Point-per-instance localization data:

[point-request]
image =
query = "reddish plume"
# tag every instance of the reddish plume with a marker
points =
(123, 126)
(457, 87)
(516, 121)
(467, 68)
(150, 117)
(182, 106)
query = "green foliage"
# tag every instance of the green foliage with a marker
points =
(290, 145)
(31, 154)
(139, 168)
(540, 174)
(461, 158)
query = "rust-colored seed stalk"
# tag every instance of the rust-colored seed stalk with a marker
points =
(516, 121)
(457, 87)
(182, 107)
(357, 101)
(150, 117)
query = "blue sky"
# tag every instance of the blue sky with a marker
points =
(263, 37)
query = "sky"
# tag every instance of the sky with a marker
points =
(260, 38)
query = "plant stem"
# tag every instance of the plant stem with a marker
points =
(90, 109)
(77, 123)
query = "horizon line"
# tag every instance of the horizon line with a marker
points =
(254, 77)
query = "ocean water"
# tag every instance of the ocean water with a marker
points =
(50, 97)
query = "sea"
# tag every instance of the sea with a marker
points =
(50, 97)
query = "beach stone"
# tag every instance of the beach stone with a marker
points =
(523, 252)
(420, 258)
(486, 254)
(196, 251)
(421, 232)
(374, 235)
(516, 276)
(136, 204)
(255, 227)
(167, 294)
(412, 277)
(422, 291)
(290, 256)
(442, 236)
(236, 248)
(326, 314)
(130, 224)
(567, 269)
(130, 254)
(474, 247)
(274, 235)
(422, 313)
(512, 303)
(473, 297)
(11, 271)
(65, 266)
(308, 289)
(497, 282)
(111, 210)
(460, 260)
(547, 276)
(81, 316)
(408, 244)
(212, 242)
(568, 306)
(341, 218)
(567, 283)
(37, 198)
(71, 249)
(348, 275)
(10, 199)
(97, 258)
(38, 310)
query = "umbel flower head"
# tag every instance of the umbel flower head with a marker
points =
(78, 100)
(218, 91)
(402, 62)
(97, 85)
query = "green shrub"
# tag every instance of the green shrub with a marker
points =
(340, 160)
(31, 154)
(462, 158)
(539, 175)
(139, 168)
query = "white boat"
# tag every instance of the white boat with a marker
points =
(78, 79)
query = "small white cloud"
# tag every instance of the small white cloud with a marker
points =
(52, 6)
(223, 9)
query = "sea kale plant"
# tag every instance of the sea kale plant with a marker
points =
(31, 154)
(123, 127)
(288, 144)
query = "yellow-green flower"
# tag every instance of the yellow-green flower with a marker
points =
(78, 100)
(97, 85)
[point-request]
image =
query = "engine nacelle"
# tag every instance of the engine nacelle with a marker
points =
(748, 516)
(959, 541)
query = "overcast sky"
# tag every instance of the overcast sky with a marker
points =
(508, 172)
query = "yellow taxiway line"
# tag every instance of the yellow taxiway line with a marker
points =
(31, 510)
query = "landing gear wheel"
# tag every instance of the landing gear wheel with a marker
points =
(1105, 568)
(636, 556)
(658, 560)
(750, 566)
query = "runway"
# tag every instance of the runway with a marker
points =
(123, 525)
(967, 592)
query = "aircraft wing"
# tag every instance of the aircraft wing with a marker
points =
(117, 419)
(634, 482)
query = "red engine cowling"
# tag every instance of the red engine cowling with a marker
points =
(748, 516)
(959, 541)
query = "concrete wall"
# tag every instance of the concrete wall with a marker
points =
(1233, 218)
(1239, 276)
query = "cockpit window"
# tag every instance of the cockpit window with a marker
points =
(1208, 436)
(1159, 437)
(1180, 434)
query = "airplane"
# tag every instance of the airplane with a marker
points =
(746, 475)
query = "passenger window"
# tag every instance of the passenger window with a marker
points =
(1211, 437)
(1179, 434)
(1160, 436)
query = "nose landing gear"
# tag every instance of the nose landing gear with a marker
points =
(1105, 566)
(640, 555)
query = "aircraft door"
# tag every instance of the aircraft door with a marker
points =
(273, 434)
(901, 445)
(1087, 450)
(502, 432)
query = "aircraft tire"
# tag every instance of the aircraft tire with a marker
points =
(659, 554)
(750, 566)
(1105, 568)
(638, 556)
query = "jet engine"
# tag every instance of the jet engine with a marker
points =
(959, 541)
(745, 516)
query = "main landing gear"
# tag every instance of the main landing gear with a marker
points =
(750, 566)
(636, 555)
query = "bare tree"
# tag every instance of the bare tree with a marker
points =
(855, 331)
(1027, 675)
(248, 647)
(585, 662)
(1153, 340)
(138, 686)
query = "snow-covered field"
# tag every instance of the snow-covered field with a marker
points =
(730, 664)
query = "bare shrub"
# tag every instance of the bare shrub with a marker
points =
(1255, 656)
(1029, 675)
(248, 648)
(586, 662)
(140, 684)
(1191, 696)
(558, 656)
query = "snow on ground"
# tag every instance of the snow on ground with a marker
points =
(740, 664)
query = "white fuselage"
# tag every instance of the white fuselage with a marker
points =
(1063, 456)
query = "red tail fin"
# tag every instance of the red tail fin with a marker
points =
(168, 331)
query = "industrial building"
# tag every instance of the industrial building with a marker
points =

What is needed -
The lines above that hold the word "tail" should be found and copied out.

Answer to the problem -
query = "red tail fin"
# tag every instance of the red tail fin with a marker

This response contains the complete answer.